## SUPPLIED PASSAGE:
On April 16, this year’s Record Store Day [2012’s Record Store Day is April 21st], I proclaimed it to my family as “the Happiest Day of the Year.” My reading of Record Store Day was at the same time, in Sedgwick’s terminology, paranoid and reparative. Implicit in my paranoid stance, and in the first draft of this post, was my deep suspicion of and sadness about its commercial and consumerist co-optation. What began as a celebration of the continuing economic health and vibrancy of some independent record stores four years ago now has a glossy web site and sponsorship by major labels and industry players. Special “one-day-only” releases, usually on vinyl, sell for somewhat exorbitant prices and end up, unsealed and resold for even more exorbitant prices on Ebay the next day. This in turn feeds the “baseball card” collector mentality that in turn perpetuates gendered discourses and practices of inclusion and exclusion, as well as the vinyl fetishism that separates the “real” music fan from the poseur. I could go on and on with this paranoid reading, one laden with negative affect that critical theorists use to ward off any surprises and to comfort ourselves with the knowledge that the sources of our cultural oppression can be exposed. Sedgwick asks us to think about what such knowledge or exposure does for us. Perhaps it justifies a cynical and critical fatalism that ultimately goes nowhere.

The path that Sedgwick offers out of this conundrum is reparative reading, one open to surprises rather than to sureties. Record Store Day is, for me, a happy day. I even anticipate it. It celebrates several things that I love: music, community, independent cultural production and businesses, browsing racks of records and CDs, talking about music, hearing live music, and more. Despite the presence of corporate logos on the slick website, Record Store Day does manage to retain an element of, in the immortal words of Jack Black in School of Rock, “sticking it to the man.” That is, Tower Records and Virgin Megastores are gone, but a few local record stores are still thriving. That there are “few” is indeed problematic, as they are perhaps the last left standing after a ferocious cull over the past decade, with an uncertain future despite their alleged economic health.

A reparative reading, according to Sedgwick lacks the tight control of a paranoid reading, in which we fatalistically intuit or even call into being what we expect to find or expose. Record Store Day makes me, and I assume the others who were responsible for a 30-minute long check-out line at 10:30 am, feel good, even if we “shouldn’t.” For example, record stores and record collecting are assumed by scholars and laypeople to be space dominated by males, often but not always young ones. What to make, then, of the more than a handful of older women in the store? Or the general sense of camaraderie and celebration that seemed to transcend age and gender, at least? (Race and class weren’t as well-represented in my local record store.) What brought the biggest smile to my face was a woman, perhaps in her late twenties, whose arms were over-flowing with records and CDs. My initial, paranoid reading saw her as both an aberration or a updated version of one of Adorno’s “rhythmic obedients” [from  “On Popular Music], blithely purchasing the tools of her own oppression. Or perhaps she was generally caught up in the celebration and needing to catch up on purchases. Maybe, like myself, she was genuinely caught up in the tactile and aural pleasures of music, especially that available in tangible form. I, too, succumbed to the lure of special editions, one-day only availability, and contests that tested my knowledge of rock trivia.

## EXERCISE REQUIREMENTS:
1. Rewrite the stretch of the Record Store Day essay from "The path that" through "alleged economic health.", putting "brutal" in place of "ferocious".
2. Carry on the essay about Record Store Day from the point where it stops.
The records below come from a separate source.

Dataset entries:
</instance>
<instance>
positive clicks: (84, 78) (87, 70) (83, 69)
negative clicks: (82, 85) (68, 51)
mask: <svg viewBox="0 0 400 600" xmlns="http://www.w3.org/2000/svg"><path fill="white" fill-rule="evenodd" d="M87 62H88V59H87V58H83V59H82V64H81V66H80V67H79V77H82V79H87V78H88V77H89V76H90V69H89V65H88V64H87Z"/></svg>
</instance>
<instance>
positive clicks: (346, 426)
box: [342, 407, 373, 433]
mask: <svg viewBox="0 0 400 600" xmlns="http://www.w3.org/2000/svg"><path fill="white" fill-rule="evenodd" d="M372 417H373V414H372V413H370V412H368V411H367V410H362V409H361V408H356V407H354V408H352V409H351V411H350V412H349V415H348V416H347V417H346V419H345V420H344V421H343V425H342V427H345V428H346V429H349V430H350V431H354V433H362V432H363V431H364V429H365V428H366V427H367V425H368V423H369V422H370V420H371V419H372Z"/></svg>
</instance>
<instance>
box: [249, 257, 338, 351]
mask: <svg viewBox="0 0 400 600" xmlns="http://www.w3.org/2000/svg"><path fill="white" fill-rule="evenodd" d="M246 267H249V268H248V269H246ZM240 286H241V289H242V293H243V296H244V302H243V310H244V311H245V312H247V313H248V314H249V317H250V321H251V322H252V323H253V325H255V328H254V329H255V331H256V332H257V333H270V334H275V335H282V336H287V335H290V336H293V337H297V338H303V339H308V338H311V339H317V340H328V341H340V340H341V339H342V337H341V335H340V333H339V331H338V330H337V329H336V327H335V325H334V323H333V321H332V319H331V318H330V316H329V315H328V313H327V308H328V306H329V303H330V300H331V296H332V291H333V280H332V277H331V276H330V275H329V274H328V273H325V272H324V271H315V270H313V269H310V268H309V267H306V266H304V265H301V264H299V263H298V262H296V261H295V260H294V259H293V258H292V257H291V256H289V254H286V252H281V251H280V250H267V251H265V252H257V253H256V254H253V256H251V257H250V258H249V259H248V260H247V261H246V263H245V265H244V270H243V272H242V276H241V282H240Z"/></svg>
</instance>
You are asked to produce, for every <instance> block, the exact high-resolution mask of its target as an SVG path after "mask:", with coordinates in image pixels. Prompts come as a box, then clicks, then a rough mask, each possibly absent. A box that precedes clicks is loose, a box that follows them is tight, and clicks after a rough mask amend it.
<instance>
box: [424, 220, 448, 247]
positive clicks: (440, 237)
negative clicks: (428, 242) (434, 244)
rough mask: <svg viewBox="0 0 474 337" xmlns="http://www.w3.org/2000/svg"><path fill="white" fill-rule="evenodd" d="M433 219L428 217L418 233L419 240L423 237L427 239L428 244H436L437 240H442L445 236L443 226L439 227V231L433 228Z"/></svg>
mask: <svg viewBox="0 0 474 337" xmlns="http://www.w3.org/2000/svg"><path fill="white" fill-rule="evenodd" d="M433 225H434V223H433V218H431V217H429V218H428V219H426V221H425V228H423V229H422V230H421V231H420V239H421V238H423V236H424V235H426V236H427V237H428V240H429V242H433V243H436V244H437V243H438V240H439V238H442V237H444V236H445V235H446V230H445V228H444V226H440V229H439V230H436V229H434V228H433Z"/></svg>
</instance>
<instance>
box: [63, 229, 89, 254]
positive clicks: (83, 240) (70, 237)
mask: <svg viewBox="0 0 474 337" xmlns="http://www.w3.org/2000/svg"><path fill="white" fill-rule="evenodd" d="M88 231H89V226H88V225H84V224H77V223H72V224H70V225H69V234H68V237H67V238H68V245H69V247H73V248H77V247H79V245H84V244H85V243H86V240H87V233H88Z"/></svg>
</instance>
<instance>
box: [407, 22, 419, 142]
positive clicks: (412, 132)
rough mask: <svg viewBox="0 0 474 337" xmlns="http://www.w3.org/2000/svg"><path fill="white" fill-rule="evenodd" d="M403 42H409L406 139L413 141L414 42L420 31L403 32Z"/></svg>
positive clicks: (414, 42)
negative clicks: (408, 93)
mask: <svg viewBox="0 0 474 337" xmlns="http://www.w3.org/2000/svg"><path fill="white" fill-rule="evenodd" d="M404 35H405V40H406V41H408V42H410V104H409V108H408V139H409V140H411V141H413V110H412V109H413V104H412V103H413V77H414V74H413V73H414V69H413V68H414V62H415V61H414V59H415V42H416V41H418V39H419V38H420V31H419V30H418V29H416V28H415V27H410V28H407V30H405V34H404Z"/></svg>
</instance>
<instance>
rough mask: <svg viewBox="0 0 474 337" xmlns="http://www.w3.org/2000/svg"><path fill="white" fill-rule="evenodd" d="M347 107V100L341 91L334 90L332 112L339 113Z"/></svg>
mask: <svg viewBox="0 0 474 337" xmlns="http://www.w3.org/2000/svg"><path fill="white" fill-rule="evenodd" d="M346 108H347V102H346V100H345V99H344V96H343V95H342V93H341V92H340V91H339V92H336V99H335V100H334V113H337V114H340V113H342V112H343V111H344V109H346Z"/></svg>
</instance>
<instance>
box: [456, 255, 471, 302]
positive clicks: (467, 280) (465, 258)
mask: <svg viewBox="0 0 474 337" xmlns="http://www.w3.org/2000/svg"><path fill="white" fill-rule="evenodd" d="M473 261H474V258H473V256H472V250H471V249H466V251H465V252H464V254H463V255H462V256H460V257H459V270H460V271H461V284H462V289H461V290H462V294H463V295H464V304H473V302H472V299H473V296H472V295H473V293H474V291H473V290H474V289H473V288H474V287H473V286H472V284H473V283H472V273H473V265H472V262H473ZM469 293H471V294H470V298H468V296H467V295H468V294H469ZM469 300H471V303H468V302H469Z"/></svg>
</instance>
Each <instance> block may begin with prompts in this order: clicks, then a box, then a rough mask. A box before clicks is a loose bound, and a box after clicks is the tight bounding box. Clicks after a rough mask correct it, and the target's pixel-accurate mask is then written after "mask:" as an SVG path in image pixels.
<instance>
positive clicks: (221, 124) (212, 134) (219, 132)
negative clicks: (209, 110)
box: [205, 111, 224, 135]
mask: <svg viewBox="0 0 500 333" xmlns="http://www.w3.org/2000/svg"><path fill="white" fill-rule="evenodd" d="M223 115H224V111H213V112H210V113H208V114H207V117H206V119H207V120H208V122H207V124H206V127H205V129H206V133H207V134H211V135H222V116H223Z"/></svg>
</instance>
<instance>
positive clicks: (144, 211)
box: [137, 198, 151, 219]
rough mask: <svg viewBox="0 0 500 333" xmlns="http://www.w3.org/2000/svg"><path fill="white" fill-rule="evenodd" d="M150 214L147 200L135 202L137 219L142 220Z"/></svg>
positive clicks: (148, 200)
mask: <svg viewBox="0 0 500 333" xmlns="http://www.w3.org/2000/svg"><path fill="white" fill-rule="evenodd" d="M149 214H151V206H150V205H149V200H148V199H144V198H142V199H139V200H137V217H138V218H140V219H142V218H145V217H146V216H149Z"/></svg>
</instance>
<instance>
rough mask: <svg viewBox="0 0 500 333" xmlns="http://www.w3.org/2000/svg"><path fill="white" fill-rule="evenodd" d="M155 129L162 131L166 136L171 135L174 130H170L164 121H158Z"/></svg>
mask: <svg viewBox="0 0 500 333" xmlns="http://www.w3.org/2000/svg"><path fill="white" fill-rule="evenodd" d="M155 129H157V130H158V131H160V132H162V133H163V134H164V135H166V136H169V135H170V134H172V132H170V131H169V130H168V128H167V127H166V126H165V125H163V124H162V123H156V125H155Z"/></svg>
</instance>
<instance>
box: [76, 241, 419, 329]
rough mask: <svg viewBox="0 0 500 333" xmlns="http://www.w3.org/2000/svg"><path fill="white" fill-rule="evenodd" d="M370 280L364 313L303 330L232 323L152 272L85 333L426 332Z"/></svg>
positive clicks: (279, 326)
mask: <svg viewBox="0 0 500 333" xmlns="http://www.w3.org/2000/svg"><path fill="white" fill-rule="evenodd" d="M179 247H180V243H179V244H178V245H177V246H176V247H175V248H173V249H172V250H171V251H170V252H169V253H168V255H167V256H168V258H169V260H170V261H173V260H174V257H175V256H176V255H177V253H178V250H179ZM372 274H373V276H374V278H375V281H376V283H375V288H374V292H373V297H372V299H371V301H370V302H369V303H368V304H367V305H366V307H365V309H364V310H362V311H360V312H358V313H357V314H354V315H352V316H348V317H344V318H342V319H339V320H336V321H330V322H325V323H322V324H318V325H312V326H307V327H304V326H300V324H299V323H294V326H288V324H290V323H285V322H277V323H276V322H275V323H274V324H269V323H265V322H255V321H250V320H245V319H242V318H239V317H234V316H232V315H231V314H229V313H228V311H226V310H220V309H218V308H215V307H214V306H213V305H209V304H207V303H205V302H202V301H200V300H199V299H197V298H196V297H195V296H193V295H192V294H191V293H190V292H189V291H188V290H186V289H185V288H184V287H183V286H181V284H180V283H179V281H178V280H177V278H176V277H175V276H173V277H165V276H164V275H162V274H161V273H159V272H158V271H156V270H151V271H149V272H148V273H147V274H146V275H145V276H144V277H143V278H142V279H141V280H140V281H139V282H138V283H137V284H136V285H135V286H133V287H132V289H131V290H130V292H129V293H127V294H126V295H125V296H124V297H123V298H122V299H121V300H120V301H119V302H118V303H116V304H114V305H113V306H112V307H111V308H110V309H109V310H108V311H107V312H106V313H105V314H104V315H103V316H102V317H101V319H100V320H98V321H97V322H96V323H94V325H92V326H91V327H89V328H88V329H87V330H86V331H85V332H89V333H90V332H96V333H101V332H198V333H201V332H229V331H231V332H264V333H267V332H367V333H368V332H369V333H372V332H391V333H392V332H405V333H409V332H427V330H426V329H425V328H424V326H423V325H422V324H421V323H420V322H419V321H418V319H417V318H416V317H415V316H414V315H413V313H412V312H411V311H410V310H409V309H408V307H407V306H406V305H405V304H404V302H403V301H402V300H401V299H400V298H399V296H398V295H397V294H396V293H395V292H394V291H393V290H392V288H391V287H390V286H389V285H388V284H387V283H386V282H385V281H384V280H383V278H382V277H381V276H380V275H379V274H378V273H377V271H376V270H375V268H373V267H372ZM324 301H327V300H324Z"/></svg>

...

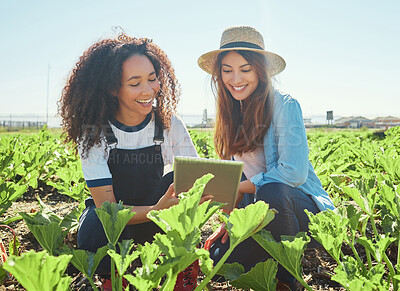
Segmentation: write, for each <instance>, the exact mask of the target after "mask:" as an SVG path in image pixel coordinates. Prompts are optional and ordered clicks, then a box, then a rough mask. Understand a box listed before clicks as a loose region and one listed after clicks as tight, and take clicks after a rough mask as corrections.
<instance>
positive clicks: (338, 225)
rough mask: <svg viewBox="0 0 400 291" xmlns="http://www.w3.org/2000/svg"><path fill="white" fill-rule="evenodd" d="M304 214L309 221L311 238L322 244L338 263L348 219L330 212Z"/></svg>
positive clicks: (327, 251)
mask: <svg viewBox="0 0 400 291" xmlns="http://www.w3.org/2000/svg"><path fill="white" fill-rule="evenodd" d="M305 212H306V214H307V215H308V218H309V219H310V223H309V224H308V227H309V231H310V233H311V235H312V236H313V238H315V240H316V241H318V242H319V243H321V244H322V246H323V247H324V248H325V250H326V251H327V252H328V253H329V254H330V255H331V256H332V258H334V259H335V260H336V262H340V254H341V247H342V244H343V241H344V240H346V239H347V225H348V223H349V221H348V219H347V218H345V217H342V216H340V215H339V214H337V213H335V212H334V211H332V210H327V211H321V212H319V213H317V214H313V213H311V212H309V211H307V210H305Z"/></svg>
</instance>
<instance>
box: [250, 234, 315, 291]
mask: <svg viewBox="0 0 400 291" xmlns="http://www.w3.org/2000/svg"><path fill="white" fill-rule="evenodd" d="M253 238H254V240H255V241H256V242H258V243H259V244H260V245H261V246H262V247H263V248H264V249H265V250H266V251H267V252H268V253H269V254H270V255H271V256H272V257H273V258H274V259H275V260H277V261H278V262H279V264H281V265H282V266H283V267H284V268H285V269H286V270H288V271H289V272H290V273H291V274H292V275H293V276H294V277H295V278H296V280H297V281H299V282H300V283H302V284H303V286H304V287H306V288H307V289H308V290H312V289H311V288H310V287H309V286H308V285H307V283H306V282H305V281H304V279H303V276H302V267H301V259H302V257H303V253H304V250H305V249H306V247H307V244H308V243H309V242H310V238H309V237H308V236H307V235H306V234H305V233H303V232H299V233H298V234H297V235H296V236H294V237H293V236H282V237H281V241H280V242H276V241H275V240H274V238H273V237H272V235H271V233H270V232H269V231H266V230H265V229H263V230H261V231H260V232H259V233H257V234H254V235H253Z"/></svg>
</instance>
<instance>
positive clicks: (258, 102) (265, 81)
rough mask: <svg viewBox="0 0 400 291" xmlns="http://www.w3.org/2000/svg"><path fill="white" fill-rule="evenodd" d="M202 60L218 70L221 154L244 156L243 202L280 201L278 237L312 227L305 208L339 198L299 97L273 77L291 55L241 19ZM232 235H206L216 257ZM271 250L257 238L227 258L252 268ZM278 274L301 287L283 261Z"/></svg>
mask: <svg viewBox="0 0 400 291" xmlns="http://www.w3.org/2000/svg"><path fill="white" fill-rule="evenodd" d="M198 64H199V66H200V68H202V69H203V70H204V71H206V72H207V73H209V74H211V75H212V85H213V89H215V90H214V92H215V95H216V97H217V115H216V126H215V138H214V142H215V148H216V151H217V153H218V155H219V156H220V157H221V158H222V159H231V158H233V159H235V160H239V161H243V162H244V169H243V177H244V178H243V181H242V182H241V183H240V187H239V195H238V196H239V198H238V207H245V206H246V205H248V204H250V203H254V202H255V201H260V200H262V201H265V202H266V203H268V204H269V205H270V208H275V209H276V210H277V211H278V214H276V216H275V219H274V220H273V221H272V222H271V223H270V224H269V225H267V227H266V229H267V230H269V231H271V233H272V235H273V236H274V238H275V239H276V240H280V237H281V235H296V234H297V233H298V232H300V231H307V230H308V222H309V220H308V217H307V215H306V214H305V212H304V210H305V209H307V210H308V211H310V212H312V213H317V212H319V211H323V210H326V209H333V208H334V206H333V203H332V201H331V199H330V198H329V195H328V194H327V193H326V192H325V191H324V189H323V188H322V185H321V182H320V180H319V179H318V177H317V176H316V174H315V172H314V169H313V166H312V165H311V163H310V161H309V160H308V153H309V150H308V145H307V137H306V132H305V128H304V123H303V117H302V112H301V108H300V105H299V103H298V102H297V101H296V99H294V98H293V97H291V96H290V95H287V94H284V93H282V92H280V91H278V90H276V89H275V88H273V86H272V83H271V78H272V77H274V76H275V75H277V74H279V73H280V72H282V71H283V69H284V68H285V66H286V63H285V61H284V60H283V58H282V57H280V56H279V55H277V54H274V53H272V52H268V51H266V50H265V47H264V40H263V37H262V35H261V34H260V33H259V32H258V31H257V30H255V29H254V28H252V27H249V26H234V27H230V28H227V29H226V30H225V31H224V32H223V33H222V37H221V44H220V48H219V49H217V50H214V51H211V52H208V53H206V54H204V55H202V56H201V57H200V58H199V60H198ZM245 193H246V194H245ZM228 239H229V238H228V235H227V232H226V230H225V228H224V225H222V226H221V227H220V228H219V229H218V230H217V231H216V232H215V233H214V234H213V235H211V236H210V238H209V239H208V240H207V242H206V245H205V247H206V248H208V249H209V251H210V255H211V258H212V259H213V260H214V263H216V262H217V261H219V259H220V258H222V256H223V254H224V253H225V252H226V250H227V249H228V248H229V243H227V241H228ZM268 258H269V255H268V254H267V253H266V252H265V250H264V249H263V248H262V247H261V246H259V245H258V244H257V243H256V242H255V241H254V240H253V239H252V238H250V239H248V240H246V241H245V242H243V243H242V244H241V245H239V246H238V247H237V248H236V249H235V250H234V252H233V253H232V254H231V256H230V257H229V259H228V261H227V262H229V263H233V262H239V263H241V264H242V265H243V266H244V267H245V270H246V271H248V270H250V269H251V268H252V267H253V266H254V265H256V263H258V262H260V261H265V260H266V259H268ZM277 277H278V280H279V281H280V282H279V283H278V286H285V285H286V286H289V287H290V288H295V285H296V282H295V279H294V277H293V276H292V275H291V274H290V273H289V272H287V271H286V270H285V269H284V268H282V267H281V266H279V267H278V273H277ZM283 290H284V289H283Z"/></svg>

--

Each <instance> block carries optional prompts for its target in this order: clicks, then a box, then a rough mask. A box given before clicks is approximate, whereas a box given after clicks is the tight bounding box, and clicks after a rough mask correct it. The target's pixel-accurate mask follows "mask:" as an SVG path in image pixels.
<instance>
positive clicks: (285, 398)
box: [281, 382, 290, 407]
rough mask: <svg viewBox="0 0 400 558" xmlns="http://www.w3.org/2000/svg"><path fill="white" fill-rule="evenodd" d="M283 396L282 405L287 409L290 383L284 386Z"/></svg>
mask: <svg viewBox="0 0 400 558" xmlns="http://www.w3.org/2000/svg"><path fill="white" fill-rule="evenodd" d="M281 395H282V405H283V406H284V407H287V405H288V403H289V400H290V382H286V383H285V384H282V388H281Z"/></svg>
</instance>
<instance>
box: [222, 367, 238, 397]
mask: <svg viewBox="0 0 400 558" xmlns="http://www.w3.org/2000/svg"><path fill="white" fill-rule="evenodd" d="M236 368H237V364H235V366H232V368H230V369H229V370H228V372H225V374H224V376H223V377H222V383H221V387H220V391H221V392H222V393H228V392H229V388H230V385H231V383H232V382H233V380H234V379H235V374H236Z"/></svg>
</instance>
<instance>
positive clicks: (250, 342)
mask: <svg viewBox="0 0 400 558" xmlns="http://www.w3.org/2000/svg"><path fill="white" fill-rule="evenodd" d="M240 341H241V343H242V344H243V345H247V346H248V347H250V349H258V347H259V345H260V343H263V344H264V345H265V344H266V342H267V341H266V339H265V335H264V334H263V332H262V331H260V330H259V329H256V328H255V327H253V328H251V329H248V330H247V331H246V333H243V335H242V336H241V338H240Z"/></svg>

## TASK ANSWERS:
1.
The path that Sedgwick offers out of this conundrum is reparative reading, one open to surprises rather than to sureties. Record Store Day is, for me, a happy day. I even anticipate it. It celebrates several things that I love: music, community, independent cultural production and businesses, browsing racks of records and CDs, talking about music, hearing live music, and more. Despite the presence of corporate logos on the slick website, Record Store Day does manage to retain an element of, in the immortal words of Jack Black in School of Rock, “sticking it to the man.” That is, Tower Records and Virgin Megastores are gone, but a few local record stores are still thriving. That there are “few” is indeed problematic, as they are perhaps the last left standing after a brutal cull over the past decade, with an uncertain future despite their alleged economic health.

2.
While in the middle of it Record Store Day tapped into what are for me dense layers of affective pleasure made available by listening to and otherwise interacting with recorded music. The hunt is itself enjoyable. Ripping the plastic off a CD provides the joyful and familiar sound of anticipation. The smell of vinyl, the crackle of the needle in the groove, even the preparatory cleaning of a record before playing all provide pleasurable feelings of positive affect. All of these things fit neatly into my original paranoid reading of Record Store Day. Special editions that are only available on record store day feed into two consumer economies: that of the major labels who produce some of these instant rarities, and those who buy them to take advantage of collectors on Ebay later. Plus, these affective “pleasures” could all be reduced to fetishism, or to false consciousness, but my reading of Sedgwick causes me to argue that they don’t have to be either of these things (or other negative things). Through a reparative lens, these feelings, the affect, generated by Record Store Day, could lead to different questions and answers that linger alongside and are equally valid as the set we already ask and the conclusions that we draw from them.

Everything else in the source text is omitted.